**Task statement**
Copy every line of the items below that contains the string "segment", matching case exactly.

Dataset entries
___

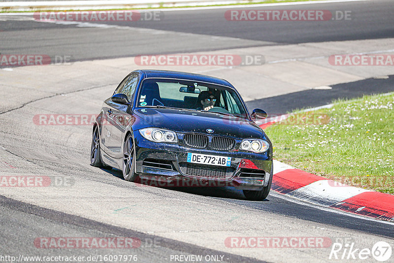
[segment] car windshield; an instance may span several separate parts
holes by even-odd
[[[247,117],[241,99],[233,90],[192,80],[146,79],[141,84],[137,103],[138,107],[206,110]]]

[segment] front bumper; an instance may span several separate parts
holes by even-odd
[[[155,143],[145,139],[138,131],[134,135],[135,170],[143,183],[158,186],[232,186],[242,190],[260,190],[268,185],[272,176],[271,149],[263,154],[237,150],[221,152],[188,148],[178,144]],[[229,167],[191,164],[187,162],[188,153],[230,157],[231,158],[231,164]],[[167,164],[159,165],[161,167],[147,165],[148,161],[152,160]],[[203,170],[188,170],[185,168],[186,166]],[[214,171],[210,172],[210,169]],[[204,172],[191,174],[188,173],[190,170]],[[226,176],[213,175],[215,173]],[[256,177],[251,177],[249,176],[251,174]]]

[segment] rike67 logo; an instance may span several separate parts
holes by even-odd
[[[344,245],[343,243],[346,243]],[[372,248],[357,247],[354,242],[334,242],[328,257],[329,260],[364,260],[375,259],[384,262],[389,260],[392,255],[391,246],[385,241],[375,243]]]

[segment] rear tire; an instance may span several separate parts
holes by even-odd
[[[262,201],[264,200],[269,194],[271,186],[272,185],[272,176],[273,175],[273,165],[271,167],[271,172],[269,174],[269,181],[268,185],[260,191],[242,190],[243,194],[246,199],[251,201]]]
[[[136,182],[138,175],[134,172],[134,143],[131,134],[129,134],[123,145],[122,172],[126,181]]]

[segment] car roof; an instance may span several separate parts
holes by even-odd
[[[159,70],[152,69],[137,70],[133,72],[139,72],[143,74],[143,78],[167,78],[181,79],[193,80],[195,81],[201,81],[208,82],[214,84],[226,86],[230,88],[234,88],[230,82],[226,80],[220,78],[200,75],[193,73],[188,73],[181,71],[173,71],[170,70]]]

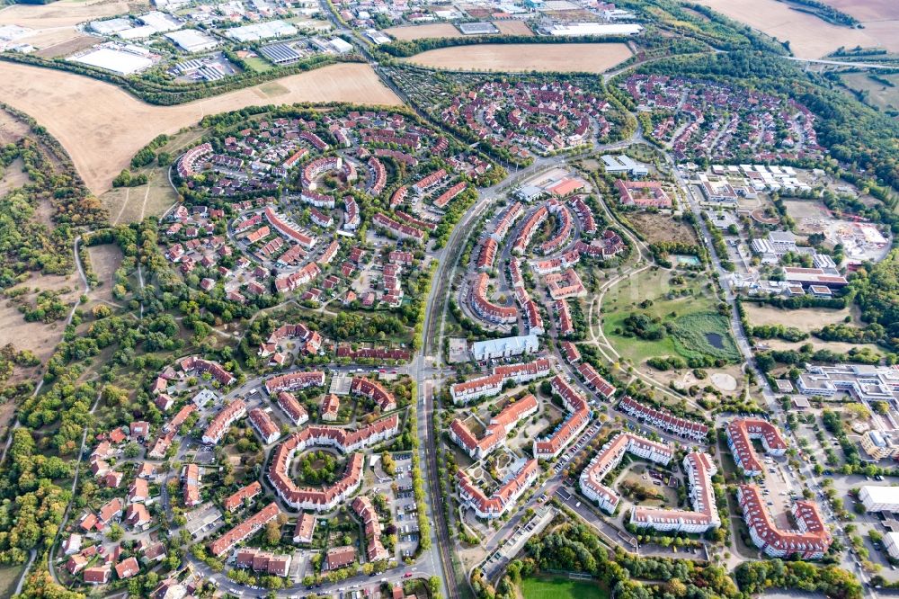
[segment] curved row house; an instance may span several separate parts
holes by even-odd
[[[797,530],[784,531],[768,513],[758,487],[740,485],[737,499],[743,508],[743,519],[749,527],[749,536],[766,555],[772,558],[798,555],[803,559],[819,559],[833,542],[818,506],[813,502],[797,501],[792,510]]]
[[[490,277],[486,273],[477,275],[477,280],[468,293],[468,304],[479,317],[494,324],[514,324],[518,322],[518,308],[514,306],[497,306],[487,299],[487,283]]]
[[[422,177],[417,182],[413,183],[412,190],[415,192],[415,193],[425,193],[434,187],[437,187],[437,185],[439,185],[448,176],[449,174],[446,172],[446,169],[441,168],[434,171],[431,174]]]
[[[571,308],[565,300],[555,302],[556,314],[558,317],[559,335],[567,336],[574,332],[574,324],[571,319]]]
[[[557,457],[590,422],[587,400],[574,387],[557,374],[551,384],[553,391],[562,398],[562,403],[570,414],[549,436],[534,440],[534,457],[538,460]]]
[[[279,391],[278,406],[284,411],[284,414],[287,415],[287,417],[290,419],[290,422],[295,426],[299,426],[309,420],[309,413],[297,401],[297,398],[294,397],[293,393]]]
[[[218,558],[232,549],[235,545],[246,541],[262,530],[263,526],[278,517],[280,510],[278,505],[271,503],[252,516],[240,523],[230,531],[218,537],[209,544],[209,551]]]
[[[461,469],[456,473],[459,503],[474,510],[478,518],[499,518],[515,505],[530,487],[540,469],[536,460],[529,460],[489,497]]]
[[[328,393],[322,398],[321,417],[325,422],[334,422],[337,420],[337,414],[340,412],[340,398],[334,393]]]
[[[198,168],[197,165],[210,154],[212,154],[212,144],[209,142],[187,150],[178,159],[178,175],[182,179],[193,176],[202,170],[201,168]]]
[[[586,235],[596,233],[596,219],[593,218],[593,211],[583,201],[583,196],[575,195],[571,199],[570,203],[577,214],[578,220],[581,221],[581,230]]]
[[[603,260],[617,255],[627,248],[621,237],[610,228],[602,231],[599,239],[592,239],[589,244],[581,239],[574,244],[574,249],[580,254]]]
[[[481,245],[481,250],[477,253],[477,270],[489,271],[494,267],[496,260],[496,250],[499,246],[493,237],[487,237]]]
[[[667,466],[674,457],[674,450],[669,445],[650,441],[633,433],[619,433],[606,442],[599,453],[590,460],[587,468],[581,472],[580,487],[581,492],[588,499],[595,501],[600,509],[609,514],[618,507],[620,497],[603,485],[602,479],[621,463],[625,453],[631,453],[663,466]]]
[[[600,373],[596,371],[596,369],[592,364],[582,362],[577,365],[577,371],[578,374],[583,377],[587,387],[601,395],[603,398],[608,400],[615,394],[615,387],[600,376]]]
[[[503,213],[500,218],[499,222],[496,223],[496,228],[494,232],[490,234],[494,241],[503,241],[505,236],[509,234],[512,229],[512,226],[515,224],[515,221],[521,218],[524,214],[524,204],[521,201],[516,201]]]
[[[548,218],[549,209],[546,205],[540,206],[533,214],[528,217],[528,219],[524,221],[524,227],[521,228],[521,232],[519,232],[518,237],[515,237],[515,241],[512,243],[512,253],[519,255],[524,254],[530,244],[531,237],[534,237],[534,233],[537,232],[540,225]]]
[[[503,411],[491,418],[486,432],[480,439],[459,418],[450,425],[450,438],[464,449],[472,460],[480,460],[503,444],[506,435],[515,425],[531,414],[536,414],[539,407],[537,398],[529,393],[517,401],[510,402]]]
[[[278,555],[253,548],[242,549],[235,557],[237,568],[248,568],[254,572],[264,572],[275,577],[286,577],[292,561],[293,558],[289,555]]]
[[[303,190],[303,192],[299,194],[299,199],[310,206],[315,206],[316,208],[326,208],[329,210],[333,210],[337,205],[337,201],[334,200],[333,195],[325,195],[324,193],[318,193],[309,190]]]
[[[302,323],[281,325],[271,331],[271,335],[264,344],[259,344],[259,356],[265,358],[272,353],[282,353],[284,351],[282,342],[285,339],[298,339],[303,343],[303,351],[310,354],[318,353],[318,350],[322,348],[322,335],[318,331],[310,330]]]
[[[311,135],[315,135],[312,133]],[[318,187],[316,179],[325,173],[339,171],[343,167],[343,159],[339,156],[325,156],[316,158],[303,167],[302,183],[303,189],[315,191]]]
[[[697,451],[688,453],[683,459],[683,471],[687,473],[692,511],[636,506],[631,510],[630,523],[640,528],[694,534],[720,526],[721,517],[712,488],[712,476],[717,468],[711,456]]]
[[[309,387],[324,387],[325,372],[309,371],[279,374],[265,380],[265,391],[271,395],[279,391],[296,391]]]
[[[199,505],[200,467],[196,464],[186,464],[181,471],[181,478],[184,481],[184,505],[188,507]]]
[[[458,198],[467,189],[468,189],[468,183],[464,181],[456,183],[434,200],[434,206],[440,209],[446,208],[447,204]]]
[[[371,500],[360,496],[352,500],[352,510],[362,521],[365,529],[365,557],[369,561],[380,561],[390,558],[390,553],[381,543],[381,523],[378,522],[378,512]]]
[[[358,431],[329,425],[309,426],[294,433],[275,449],[269,466],[269,480],[284,503],[295,509],[332,510],[359,489],[362,481],[363,454],[352,453],[343,478],[321,489],[300,487],[290,479],[290,460],[294,454],[310,447],[334,447],[343,453],[350,453],[396,436],[398,432],[399,418],[396,415],[378,420]]]
[[[405,185],[397,187],[396,191],[393,192],[390,196],[390,208],[396,208],[405,200],[405,196],[409,193],[409,188]]]
[[[364,395],[369,399],[374,399],[382,412],[396,409],[396,398],[393,393],[384,389],[377,380],[364,377],[353,377],[350,383],[350,392],[353,395]]]
[[[269,413],[261,407],[254,407],[249,413],[250,424],[256,429],[256,433],[263,438],[263,443],[266,445],[278,441],[280,436],[280,429],[275,421],[271,419]]]
[[[213,379],[218,381],[222,387],[227,387],[236,382],[236,379],[225,367],[217,362],[203,360],[196,356],[188,356],[178,362],[181,370],[185,373],[198,372],[200,374],[209,373]]]
[[[225,436],[231,425],[245,416],[246,403],[243,399],[235,399],[217,414],[207,425],[203,432],[203,443],[207,445],[215,445]]]
[[[553,273],[546,277],[547,291],[553,300],[567,300],[579,298],[587,294],[581,277],[574,269],[569,268],[565,273]]]
[[[387,183],[387,173],[381,161],[371,156],[369,158],[369,168],[371,170],[371,186],[369,188],[370,195],[379,195],[384,191]]]
[[[290,451],[288,444],[290,440],[284,442],[275,452],[272,465],[269,469],[269,480],[275,487],[285,504],[298,510],[313,510],[316,512],[329,512],[335,509],[340,504],[359,490],[362,484],[362,469],[365,464],[365,455],[361,452],[354,452],[347,460],[346,470],[343,477],[334,482],[334,485],[322,488],[312,488],[298,487],[287,475],[289,469],[290,458],[296,448]],[[285,448],[282,452],[282,448]],[[284,458],[284,452],[288,457]],[[274,460],[278,460],[276,467]],[[283,463],[283,472],[280,471],[280,464]]]
[[[414,227],[398,222],[393,219],[378,212],[371,219],[376,227],[387,228],[400,238],[414,239],[415,241],[424,240],[424,231],[421,231]]]
[[[361,218],[359,215],[359,204],[352,195],[343,198],[343,226],[344,231],[355,231],[359,228]]]
[[[544,255],[562,249],[562,246],[568,241],[572,232],[574,230],[574,223],[568,209],[562,204],[551,204],[551,207],[552,211],[558,215],[559,228],[555,237],[540,245],[540,254]]]
[[[549,358],[539,358],[521,364],[494,366],[487,376],[452,385],[450,395],[456,404],[467,403],[480,398],[499,395],[506,380],[521,384],[549,376],[551,371]]]
[[[764,473],[765,467],[752,447],[752,439],[761,441],[761,446],[771,455],[787,452],[787,442],[778,427],[761,418],[734,418],[727,423],[727,447],[734,454],[734,461],[743,470],[743,476],[757,477]]]
[[[708,427],[702,423],[681,418],[671,412],[658,410],[651,406],[644,406],[629,395],[626,395],[618,407],[625,414],[639,418],[641,422],[652,425],[665,433],[698,442],[704,441],[708,435]]]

___

**Correct response**
[segment] car windshield; an instance may span several separate parts
[segment] front bumper; an instance may span several separate parts
[segment] rike67 logo; an instance may span several separate parts
[segment] rear tire; an instance may span several separate parts
[segment] car roof; an instance may span several separate parts
[segment] curved row house; an instance may span several separate parts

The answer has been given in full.